What to work on
Put every line of the records below, from the line containing "soil and give integer pixel coordinates." through the end of the records, into a JSON list of strings with one string per line. Skip blank lines and leave the pictures out.

Data rows
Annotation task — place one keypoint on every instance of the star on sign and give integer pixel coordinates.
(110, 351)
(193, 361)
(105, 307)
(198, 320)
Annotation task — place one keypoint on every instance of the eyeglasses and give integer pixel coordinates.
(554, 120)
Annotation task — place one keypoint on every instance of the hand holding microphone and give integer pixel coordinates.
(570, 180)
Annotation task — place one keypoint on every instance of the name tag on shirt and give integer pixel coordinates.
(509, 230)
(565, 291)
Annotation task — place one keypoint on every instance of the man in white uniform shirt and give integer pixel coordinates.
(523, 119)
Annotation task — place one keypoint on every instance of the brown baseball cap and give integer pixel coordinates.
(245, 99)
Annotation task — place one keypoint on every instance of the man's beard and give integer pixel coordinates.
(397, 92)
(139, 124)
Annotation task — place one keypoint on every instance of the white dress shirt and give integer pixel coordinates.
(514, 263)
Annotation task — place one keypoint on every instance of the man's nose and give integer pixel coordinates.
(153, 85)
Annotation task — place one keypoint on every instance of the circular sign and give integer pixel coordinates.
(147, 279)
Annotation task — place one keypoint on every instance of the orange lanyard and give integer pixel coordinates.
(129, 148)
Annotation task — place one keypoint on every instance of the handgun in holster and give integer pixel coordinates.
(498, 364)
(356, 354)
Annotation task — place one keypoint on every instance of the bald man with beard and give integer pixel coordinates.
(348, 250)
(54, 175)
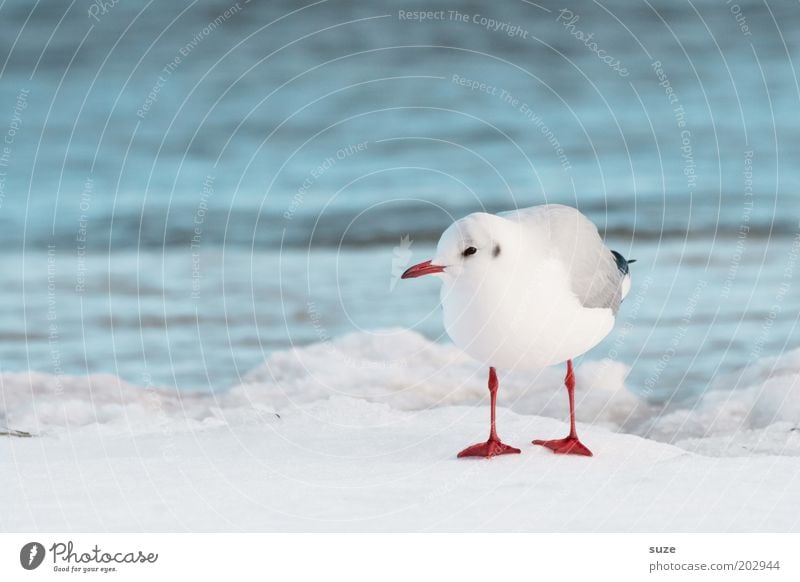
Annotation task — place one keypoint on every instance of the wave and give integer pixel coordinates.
(157, 229)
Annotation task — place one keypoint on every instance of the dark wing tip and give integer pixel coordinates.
(622, 264)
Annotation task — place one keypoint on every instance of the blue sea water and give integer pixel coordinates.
(186, 187)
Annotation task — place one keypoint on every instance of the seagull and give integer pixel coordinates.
(526, 289)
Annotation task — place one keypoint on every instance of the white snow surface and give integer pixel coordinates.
(361, 434)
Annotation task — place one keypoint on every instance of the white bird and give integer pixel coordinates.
(527, 289)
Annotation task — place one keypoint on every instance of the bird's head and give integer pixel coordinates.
(469, 247)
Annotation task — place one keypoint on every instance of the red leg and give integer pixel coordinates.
(570, 445)
(493, 446)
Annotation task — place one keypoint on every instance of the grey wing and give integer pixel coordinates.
(594, 273)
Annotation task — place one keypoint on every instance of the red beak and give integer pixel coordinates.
(425, 268)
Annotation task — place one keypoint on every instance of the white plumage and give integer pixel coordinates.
(527, 289)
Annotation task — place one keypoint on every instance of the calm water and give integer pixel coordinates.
(186, 187)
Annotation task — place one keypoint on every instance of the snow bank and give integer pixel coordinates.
(346, 464)
(755, 411)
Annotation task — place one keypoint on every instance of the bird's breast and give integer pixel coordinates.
(529, 320)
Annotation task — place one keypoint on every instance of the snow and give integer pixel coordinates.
(361, 434)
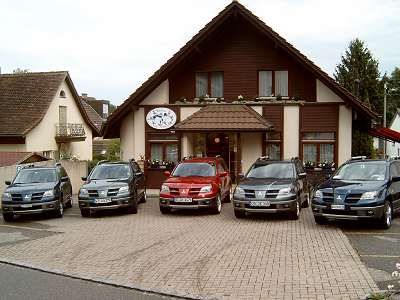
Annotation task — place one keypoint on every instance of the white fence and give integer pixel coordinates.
(75, 170)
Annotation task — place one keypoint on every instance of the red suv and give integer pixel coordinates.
(196, 183)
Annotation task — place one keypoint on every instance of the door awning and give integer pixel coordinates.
(224, 117)
(386, 134)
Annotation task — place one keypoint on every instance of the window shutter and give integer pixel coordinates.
(281, 83)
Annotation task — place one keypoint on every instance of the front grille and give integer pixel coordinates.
(16, 197)
(353, 198)
(93, 193)
(327, 197)
(112, 192)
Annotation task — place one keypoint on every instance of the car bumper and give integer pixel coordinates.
(116, 203)
(275, 206)
(197, 203)
(30, 208)
(349, 213)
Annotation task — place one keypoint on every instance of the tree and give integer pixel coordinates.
(358, 73)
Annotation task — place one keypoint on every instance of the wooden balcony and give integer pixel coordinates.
(69, 132)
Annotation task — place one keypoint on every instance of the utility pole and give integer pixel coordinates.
(384, 117)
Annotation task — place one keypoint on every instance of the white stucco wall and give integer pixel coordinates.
(345, 136)
(291, 123)
(324, 94)
(251, 147)
(159, 95)
(42, 137)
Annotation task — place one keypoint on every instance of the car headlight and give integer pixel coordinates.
(49, 193)
(369, 195)
(239, 190)
(206, 189)
(84, 192)
(164, 189)
(318, 194)
(123, 189)
(7, 197)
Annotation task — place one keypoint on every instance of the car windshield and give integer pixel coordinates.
(111, 172)
(363, 171)
(277, 170)
(194, 169)
(36, 176)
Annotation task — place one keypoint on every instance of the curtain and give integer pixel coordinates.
(326, 152)
(201, 84)
(281, 83)
(265, 83)
(309, 152)
(217, 84)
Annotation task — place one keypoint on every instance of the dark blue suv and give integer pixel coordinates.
(360, 189)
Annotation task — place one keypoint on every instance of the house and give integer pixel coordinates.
(42, 112)
(239, 90)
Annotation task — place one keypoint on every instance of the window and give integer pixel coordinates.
(265, 83)
(273, 145)
(216, 87)
(318, 147)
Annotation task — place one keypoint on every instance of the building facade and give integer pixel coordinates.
(239, 90)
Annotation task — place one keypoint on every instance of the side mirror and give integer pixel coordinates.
(223, 174)
(395, 178)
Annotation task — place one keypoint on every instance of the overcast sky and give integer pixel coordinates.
(111, 47)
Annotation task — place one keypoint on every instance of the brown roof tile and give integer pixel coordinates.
(232, 117)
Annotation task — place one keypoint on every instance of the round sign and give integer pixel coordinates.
(161, 118)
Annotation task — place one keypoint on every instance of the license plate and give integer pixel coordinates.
(337, 206)
(260, 203)
(183, 200)
(100, 201)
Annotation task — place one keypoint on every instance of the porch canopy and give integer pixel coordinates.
(386, 134)
(224, 118)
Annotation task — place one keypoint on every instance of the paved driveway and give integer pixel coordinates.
(212, 256)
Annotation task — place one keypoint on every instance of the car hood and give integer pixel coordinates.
(30, 188)
(264, 184)
(189, 181)
(350, 186)
(104, 184)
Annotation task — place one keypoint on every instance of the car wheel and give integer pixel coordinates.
(386, 219)
(307, 202)
(218, 207)
(85, 213)
(165, 210)
(8, 217)
(294, 215)
(240, 214)
(320, 220)
(60, 210)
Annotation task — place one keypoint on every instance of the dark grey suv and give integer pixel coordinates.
(272, 186)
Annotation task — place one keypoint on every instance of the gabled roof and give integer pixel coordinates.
(226, 117)
(26, 97)
(232, 10)
(16, 158)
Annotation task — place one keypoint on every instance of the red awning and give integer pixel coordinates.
(386, 134)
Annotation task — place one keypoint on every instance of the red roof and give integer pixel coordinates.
(386, 134)
(15, 158)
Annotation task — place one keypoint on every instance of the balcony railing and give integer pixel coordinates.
(68, 132)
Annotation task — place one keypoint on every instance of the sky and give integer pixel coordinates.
(111, 47)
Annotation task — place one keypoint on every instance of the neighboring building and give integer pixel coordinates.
(292, 108)
(102, 107)
(42, 112)
(17, 158)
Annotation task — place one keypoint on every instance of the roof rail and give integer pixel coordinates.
(102, 162)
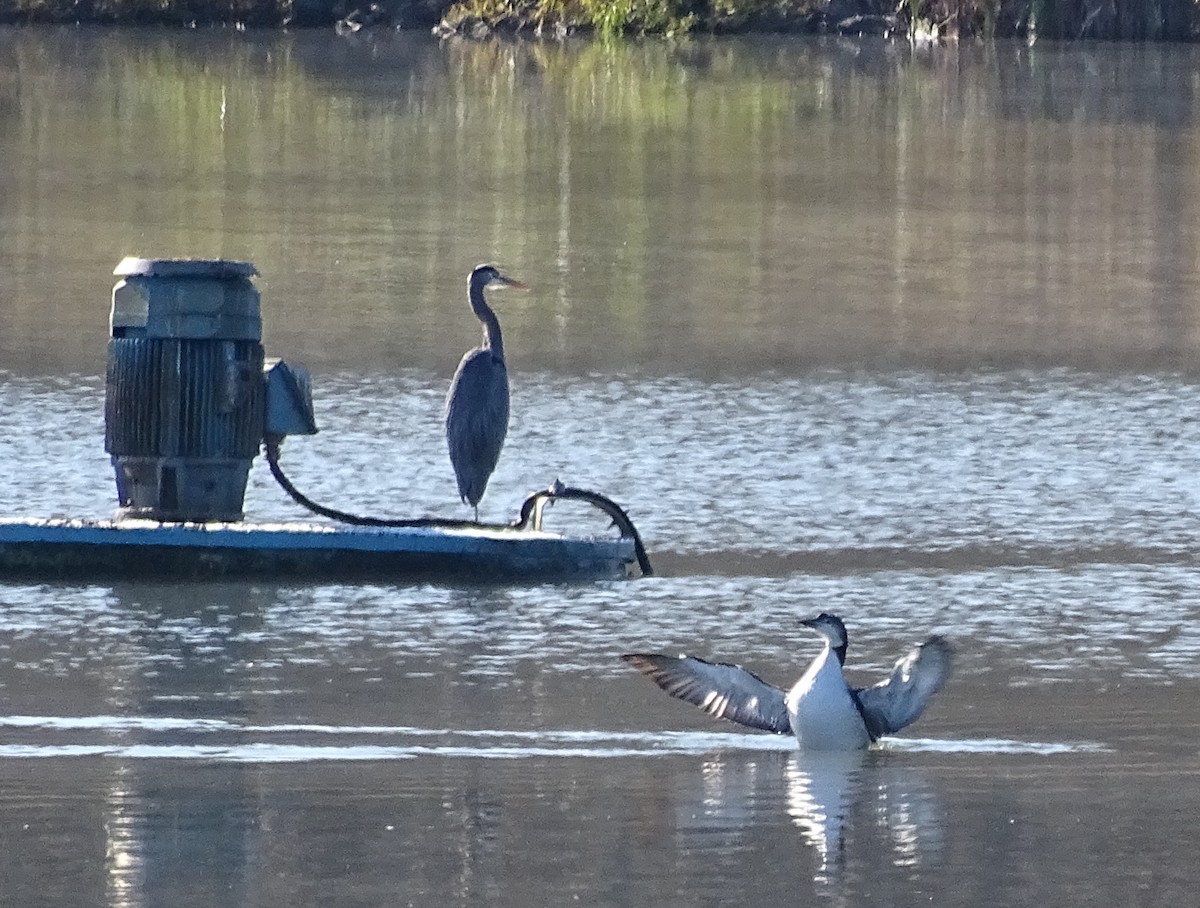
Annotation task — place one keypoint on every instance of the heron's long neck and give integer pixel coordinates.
(493, 338)
(840, 651)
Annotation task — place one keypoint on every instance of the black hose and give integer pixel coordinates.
(531, 511)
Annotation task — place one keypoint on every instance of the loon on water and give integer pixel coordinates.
(823, 711)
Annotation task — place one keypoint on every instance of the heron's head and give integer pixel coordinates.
(490, 277)
(829, 627)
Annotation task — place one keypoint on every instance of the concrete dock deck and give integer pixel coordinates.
(84, 549)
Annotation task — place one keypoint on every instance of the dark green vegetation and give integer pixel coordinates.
(931, 19)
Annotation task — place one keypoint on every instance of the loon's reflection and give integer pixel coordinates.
(865, 806)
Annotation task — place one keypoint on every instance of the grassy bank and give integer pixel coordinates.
(1073, 19)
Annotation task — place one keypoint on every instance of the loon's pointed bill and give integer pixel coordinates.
(820, 709)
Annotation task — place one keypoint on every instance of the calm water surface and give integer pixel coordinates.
(911, 337)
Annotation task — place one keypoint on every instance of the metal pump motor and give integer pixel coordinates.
(186, 401)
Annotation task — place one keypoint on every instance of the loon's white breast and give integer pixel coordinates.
(822, 710)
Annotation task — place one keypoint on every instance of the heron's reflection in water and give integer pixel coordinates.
(832, 797)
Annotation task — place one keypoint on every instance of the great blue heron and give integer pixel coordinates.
(478, 403)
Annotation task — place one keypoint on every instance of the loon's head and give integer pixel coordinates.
(832, 630)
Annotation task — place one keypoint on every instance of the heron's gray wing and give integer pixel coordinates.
(901, 697)
(717, 687)
(477, 420)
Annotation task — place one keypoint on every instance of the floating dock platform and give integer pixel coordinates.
(83, 549)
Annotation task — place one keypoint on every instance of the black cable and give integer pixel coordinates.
(531, 510)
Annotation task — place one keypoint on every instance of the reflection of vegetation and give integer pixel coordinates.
(1127, 19)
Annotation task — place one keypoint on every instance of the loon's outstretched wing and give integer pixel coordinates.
(901, 697)
(720, 689)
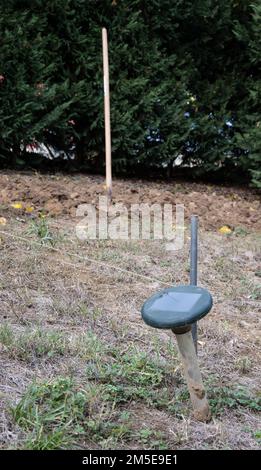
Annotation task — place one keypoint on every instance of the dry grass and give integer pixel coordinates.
(72, 338)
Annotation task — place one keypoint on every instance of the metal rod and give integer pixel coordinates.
(194, 268)
(107, 112)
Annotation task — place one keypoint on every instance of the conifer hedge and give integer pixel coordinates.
(184, 80)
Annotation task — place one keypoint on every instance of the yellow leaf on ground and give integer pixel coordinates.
(17, 205)
(225, 230)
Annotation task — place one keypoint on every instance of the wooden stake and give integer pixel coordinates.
(107, 112)
(193, 376)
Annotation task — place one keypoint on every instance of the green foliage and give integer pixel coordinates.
(179, 72)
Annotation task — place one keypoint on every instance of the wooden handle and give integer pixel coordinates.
(193, 377)
(107, 112)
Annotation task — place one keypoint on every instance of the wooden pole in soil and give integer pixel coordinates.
(192, 374)
(107, 112)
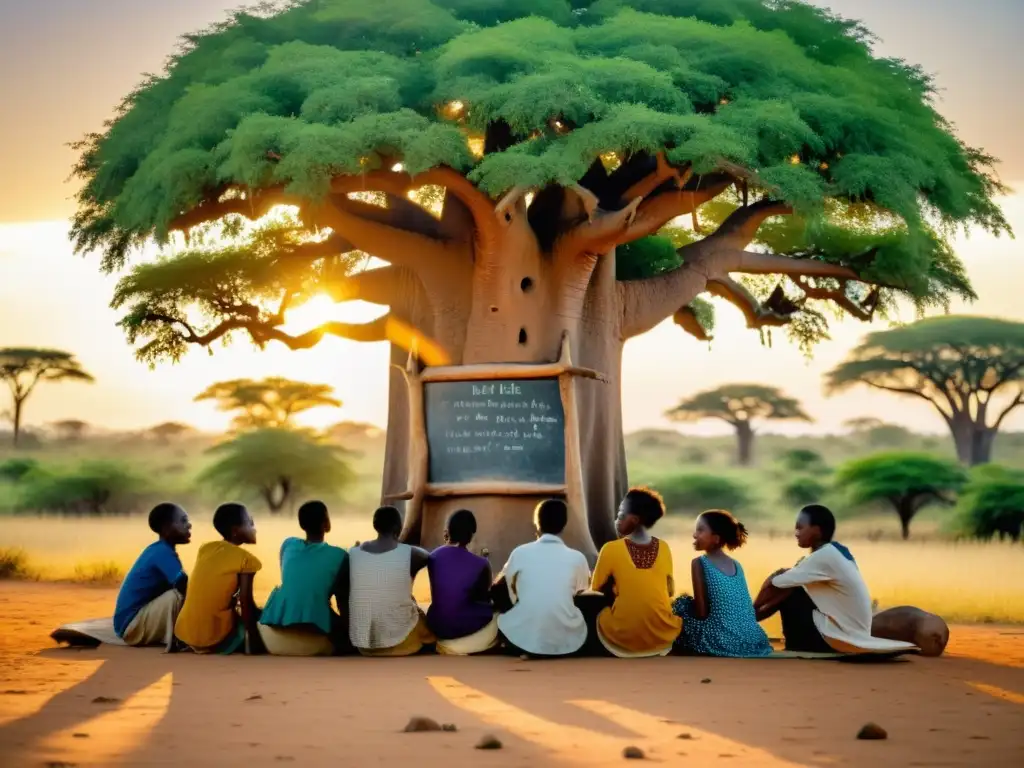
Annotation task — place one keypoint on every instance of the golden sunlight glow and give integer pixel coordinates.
(24, 706)
(116, 733)
(591, 747)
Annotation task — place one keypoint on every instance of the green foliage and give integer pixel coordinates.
(278, 464)
(976, 353)
(269, 402)
(13, 470)
(738, 403)
(94, 487)
(14, 564)
(803, 491)
(803, 460)
(695, 493)
(906, 481)
(295, 94)
(992, 504)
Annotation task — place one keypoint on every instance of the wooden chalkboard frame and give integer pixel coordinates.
(563, 370)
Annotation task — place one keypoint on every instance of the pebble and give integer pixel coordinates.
(488, 741)
(871, 732)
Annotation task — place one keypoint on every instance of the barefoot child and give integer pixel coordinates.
(154, 590)
(222, 579)
(719, 620)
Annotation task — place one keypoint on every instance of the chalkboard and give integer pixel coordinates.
(505, 430)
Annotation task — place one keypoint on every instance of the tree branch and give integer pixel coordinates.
(658, 210)
(254, 205)
(741, 225)
(262, 332)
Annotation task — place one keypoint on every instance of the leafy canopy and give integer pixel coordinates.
(738, 403)
(784, 96)
(273, 401)
(896, 477)
(951, 360)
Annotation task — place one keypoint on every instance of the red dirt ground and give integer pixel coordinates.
(140, 708)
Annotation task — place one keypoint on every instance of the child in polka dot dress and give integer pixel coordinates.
(719, 620)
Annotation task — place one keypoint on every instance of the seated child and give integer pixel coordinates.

Solution for this problem
[
  "Annotation task — place one keypoint on every instance of the wooden pole in soil and give integer pixel coordinates.",
  "(192, 374)",
  "(107, 112)",
  "Annotation task — place one keypoint on every instance of the golden sunlight glow and give integer pixel coordinates.",
  "(24, 706)",
  "(116, 733)",
  "(591, 747)",
  "Annotation task — place one keypoint on every instance of the green foliage and give integer pixel coordinates.",
  "(278, 464)",
  "(976, 353)",
  "(269, 402)",
  "(13, 470)",
  "(738, 403)",
  "(94, 487)",
  "(14, 564)",
  "(803, 491)",
  "(803, 460)",
  "(695, 493)",
  "(906, 481)",
  "(295, 94)",
  "(992, 504)",
  "Annotation task — place one keypoint on every instance of the wooden chalkboard frame and give integer pixel coordinates.",
  "(563, 370)",
  "Annotation task — place one keypoint on every instance of the pebble and give integer pixel coordinates.",
  "(488, 741)",
  "(871, 732)",
  "Annotation task — place one keypoint on every instance of the barefoot child and give integer pixel coordinates.",
  "(154, 590)",
  "(222, 579)",
  "(719, 620)",
  "Annotation task — place one keypoint on every instance of the chalkboard and give integer pixel coordinates.",
  "(505, 430)",
  "Annotation task — place one keypoint on every instance of the tree branch and give integer pixel coordinates.",
  "(658, 210)",
  "(254, 205)",
  "(741, 225)",
  "(262, 332)",
  "Annotation task — place one keypoint on every instance of the leafy canopy and give integer pixel coordinates.",
  "(738, 403)",
  "(784, 96)",
  "(273, 401)",
  "(896, 477)",
  "(951, 360)",
  "Annotation task — place one keypoint on every instance of the red dirt ground and give integer pixel coordinates.",
  "(140, 708)",
  "Annotation task — place one keypoint on every instance of the child in polka dot dress and give integer pixel coordinates.",
  "(719, 620)",
  "Annotation task — place one keypoint on every instance of the seated child and give integer pixel coordinates."
]